▶ [DATA RECORDS]:
---------------
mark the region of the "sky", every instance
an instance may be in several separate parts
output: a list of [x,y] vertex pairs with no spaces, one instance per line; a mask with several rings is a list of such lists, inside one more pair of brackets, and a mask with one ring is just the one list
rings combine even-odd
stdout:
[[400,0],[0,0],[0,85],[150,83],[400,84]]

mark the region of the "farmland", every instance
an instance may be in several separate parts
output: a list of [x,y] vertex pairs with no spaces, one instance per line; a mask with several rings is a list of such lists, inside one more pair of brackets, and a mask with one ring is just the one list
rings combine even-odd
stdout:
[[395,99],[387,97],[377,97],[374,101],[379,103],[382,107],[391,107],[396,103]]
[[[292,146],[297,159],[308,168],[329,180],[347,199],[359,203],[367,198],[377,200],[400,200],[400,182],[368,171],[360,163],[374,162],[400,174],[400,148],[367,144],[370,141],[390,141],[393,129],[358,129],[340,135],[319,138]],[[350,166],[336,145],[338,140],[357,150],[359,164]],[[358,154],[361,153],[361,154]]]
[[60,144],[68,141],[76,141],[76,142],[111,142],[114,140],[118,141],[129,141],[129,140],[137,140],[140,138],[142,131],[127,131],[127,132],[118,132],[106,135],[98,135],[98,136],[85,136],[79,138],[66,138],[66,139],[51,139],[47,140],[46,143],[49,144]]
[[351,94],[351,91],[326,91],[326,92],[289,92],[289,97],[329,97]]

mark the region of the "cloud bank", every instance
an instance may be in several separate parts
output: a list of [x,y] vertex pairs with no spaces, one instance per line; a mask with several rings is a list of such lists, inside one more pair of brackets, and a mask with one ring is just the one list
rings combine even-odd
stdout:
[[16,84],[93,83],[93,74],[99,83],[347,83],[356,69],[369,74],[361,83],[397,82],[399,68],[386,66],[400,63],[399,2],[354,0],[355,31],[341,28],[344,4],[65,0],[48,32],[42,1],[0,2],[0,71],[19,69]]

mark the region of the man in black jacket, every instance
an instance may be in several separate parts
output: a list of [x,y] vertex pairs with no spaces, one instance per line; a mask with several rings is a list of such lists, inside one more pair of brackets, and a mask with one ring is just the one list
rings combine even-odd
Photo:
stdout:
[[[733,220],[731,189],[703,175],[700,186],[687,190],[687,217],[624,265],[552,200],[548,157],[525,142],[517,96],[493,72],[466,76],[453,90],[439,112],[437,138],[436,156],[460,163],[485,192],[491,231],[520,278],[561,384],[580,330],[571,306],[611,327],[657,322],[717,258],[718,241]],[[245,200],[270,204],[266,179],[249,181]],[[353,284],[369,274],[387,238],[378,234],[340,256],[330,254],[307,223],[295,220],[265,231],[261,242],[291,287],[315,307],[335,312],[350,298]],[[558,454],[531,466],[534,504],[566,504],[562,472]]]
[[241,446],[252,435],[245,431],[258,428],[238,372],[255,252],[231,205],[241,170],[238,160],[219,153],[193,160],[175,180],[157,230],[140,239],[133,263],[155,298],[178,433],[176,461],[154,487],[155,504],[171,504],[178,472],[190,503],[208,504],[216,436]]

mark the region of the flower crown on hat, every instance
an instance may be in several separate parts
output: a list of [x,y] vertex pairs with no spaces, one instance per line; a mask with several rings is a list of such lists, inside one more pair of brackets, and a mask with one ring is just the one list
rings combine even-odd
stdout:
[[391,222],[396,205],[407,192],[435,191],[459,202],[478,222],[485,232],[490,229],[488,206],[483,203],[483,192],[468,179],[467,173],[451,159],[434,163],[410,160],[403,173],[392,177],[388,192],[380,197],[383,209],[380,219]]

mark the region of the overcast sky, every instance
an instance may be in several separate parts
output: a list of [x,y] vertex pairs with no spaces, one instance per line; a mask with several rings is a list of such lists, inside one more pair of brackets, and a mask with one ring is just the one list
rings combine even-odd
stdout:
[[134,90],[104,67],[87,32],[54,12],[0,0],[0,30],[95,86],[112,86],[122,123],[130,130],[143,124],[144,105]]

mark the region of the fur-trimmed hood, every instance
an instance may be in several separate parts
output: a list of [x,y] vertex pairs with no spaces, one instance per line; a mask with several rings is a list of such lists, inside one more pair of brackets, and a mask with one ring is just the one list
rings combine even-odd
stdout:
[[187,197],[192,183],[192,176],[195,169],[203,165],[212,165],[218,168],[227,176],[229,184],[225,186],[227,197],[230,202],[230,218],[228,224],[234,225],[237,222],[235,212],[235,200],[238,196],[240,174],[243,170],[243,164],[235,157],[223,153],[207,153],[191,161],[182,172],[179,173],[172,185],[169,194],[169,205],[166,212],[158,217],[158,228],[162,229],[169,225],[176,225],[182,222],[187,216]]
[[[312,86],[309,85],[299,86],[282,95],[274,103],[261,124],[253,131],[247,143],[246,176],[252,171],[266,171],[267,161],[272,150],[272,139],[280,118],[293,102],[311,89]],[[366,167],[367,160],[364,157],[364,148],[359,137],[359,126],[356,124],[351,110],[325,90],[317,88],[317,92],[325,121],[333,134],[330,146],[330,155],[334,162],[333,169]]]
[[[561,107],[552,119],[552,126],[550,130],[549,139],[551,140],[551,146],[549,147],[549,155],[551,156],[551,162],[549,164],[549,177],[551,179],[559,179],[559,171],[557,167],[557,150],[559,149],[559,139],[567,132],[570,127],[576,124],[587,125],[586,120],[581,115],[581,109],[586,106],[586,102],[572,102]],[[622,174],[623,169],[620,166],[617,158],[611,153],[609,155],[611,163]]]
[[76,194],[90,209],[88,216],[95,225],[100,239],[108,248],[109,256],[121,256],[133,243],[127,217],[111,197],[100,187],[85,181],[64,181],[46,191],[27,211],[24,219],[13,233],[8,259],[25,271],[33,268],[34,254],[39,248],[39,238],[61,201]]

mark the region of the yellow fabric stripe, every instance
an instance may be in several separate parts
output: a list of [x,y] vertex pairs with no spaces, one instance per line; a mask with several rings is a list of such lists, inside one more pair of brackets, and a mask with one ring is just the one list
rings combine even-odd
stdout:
---------------
▶ [TASK TO COMPLETE]: Extract the whole listing, character for character.

▶ [OUTPUT OF THE EXERCISE]:
mark the region of the "sky", every instance
an instance may be in several separate parts
output: a list of [x,y] vertex pairs with no spaces, one instance per line; a mask with several rings is a list of such lists, inside one more pair of brackets, and a mask with one ring is just the one list
rings combine even-odd
stdout:
[[400,0],[0,0],[0,85],[150,83],[400,84]]

mark the region of the "farmland", every instance
an instance may be in several separate parts
output: a list of [x,y] vertex pairs with no spaces, one instance per line; a mask with several rings is a list of such lists, inside one more pair of brackets, and a mask with one ring is just the one list
rings combine even-odd
stdout:
[[395,99],[387,97],[377,97],[374,101],[379,103],[382,107],[391,107],[396,103]]
[[[292,146],[297,159],[308,168],[329,180],[347,199],[359,203],[367,198],[377,200],[400,200],[400,182],[368,171],[360,163],[374,162],[400,174],[400,148],[367,144],[370,141],[390,141],[393,129],[358,129],[340,135],[319,138]],[[350,166],[336,145],[338,140],[357,150],[359,164]],[[358,154],[361,153],[361,154]]]
[[60,144],[68,141],[76,141],[76,142],[111,142],[114,140],[118,141],[129,141],[129,140],[137,140],[140,138],[142,131],[127,131],[127,132],[118,132],[106,135],[98,135],[98,136],[85,136],[79,138],[66,138],[66,139],[51,139],[47,140],[46,143],[49,144]]
[[351,94],[351,91],[326,91],[326,92],[289,92],[289,97],[329,97]]

mark the region of the "cloud bank", every instance
an instance may be in several separate parts
output: a list of [x,y] vertex pairs with no spaces, one instance per line; a mask with several rings is a list of such lists, inside one more pair of brackets, and a mask with one ring is just the one list
rings combine even-odd
stdout:
[[16,84],[93,83],[93,74],[99,83],[347,83],[356,69],[369,74],[361,83],[397,82],[399,68],[386,66],[400,63],[399,2],[354,0],[355,31],[341,28],[344,4],[65,0],[48,32],[42,1],[0,2],[0,71],[19,69]]

mark the region of the man in black jacket, every instance
an instance may be in several separate parts
output: a list of [x,y] vertex pairs with no spaces, one instance per line; a mask with several rings is a list of such lists, inside one more pair of brackets, and a mask with one ring is just the one list
rings combine even-odd
Photo:
stdout:
[[[733,220],[731,189],[703,175],[700,186],[687,190],[687,217],[624,265],[552,200],[548,157],[525,142],[517,96],[493,72],[466,76],[453,90],[439,112],[437,138],[436,156],[460,163],[485,192],[491,231],[520,278],[561,384],[580,330],[571,306],[611,327],[657,322],[717,258],[718,241]],[[245,200],[270,204],[266,179],[249,181]],[[353,284],[369,274],[387,238],[378,234],[340,256],[330,254],[307,223],[295,220],[265,231],[261,242],[291,287],[315,307],[335,312],[350,298]],[[558,454],[531,466],[534,504],[566,504],[562,472]]]
[[241,446],[252,435],[245,431],[258,428],[238,372],[255,252],[231,205],[241,170],[238,160],[219,153],[193,160],[175,180],[157,230],[140,239],[133,263],[155,298],[178,433],[176,461],[154,487],[155,504],[171,504],[178,472],[190,503],[208,504],[216,436]]

mark the region of the flower crown on hat, every instance
an instance may be in several separate parts
output: a list of [x,y] vertex pairs with no spaces, one instance per line; a mask with several rings is a list of such lists, inside one more pair of brackets, and a mask with one ring is just the one list
rings combine even-odd
stdout:
[[391,222],[396,205],[407,192],[435,191],[459,202],[478,222],[485,232],[490,229],[488,206],[483,203],[483,192],[468,179],[467,173],[451,159],[434,163],[410,160],[403,173],[392,177],[388,192],[380,197],[383,209],[380,219]]

mark the region of the overcast sky, every instance
an instance may be in several separate parts
output: a list of [x,y] vertex pairs with no spaces, one instance per line; a mask with several rings is a list of such lists, inside one more pair of brackets, and a mask with one ring is just the one list
rings combine even-odd
stdout:
[[134,90],[104,67],[87,32],[54,12],[0,0],[0,30],[95,86],[112,86],[122,123],[130,130],[143,124],[144,105]]

mark the region of the fur-trimmed hood, every instance
an instance may be in several separate parts
output: a list of [x,y] vertex pairs with no spaces, one instance per line; a mask with several rings is a list of such lists, inside one more pair of brackets, and a mask with one ring is just the one list
rings combine even-odd
stdout:
[[187,197],[192,183],[192,176],[195,169],[203,165],[212,165],[218,168],[227,176],[229,184],[225,186],[227,197],[230,202],[230,218],[228,224],[234,225],[237,222],[235,212],[235,200],[238,196],[240,174],[243,170],[243,164],[235,157],[223,153],[207,153],[191,161],[182,172],[179,173],[172,185],[169,194],[169,205],[166,212],[158,217],[158,228],[162,229],[169,225],[176,225],[182,222],[187,216]]
[[[312,86],[309,85],[299,86],[282,95],[274,103],[261,124],[253,131],[247,143],[246,176],[252,171],[266,171],[267,161],[272,150],[272,139],[280,118],[293,102],[311,89]],[[366,167],[367,160],[364,157],[364,148],[359,137],[359,126],[356,124],[351,110],[325,90],[317,88],[317,92],[325,121],[333,134],[330,146],[330,155],[334,162],[333,169]]]
[[[561,107],[552,119],[552,126],[550,130],[549,139],[551,140],[551,146],[549,147],[549,155],[551,156],[551,162],[549,164],[549,177],[551,179],[559,179],[559,171],[557,167],[557,150],[559,149],[559,139],[567,132],[570,127],[576,124],[587,125],[586,120],[581,115],[581,109],[586,106],[586,102],[572,102]],[[622,174],[623,169],[620,166],[617,158],[611,153],[609,155],[611,163]]]
[[76,194],[90,209],[88,216],[95,225],[100,239],[108,248],[109,256],[121,256],[133,243],[127,217],[111,197],[100,187],[85,181],[64,181],[46,191],[27,211],[24,219],[13,233],[8,259],[25,271],[33,268],[34,254],[39,248],[39,238],[61,201]]

mark the region of the yellow fabric stripe, every instance
an instance may be in several separate parts
output: a list of [x,y] vertex pairs with no spaces, one instance per line; a mask with several rings is a list of such lists, inside one more pair of brackets, and a mask with one ring is just the one list
rings combine even-odd
stdout:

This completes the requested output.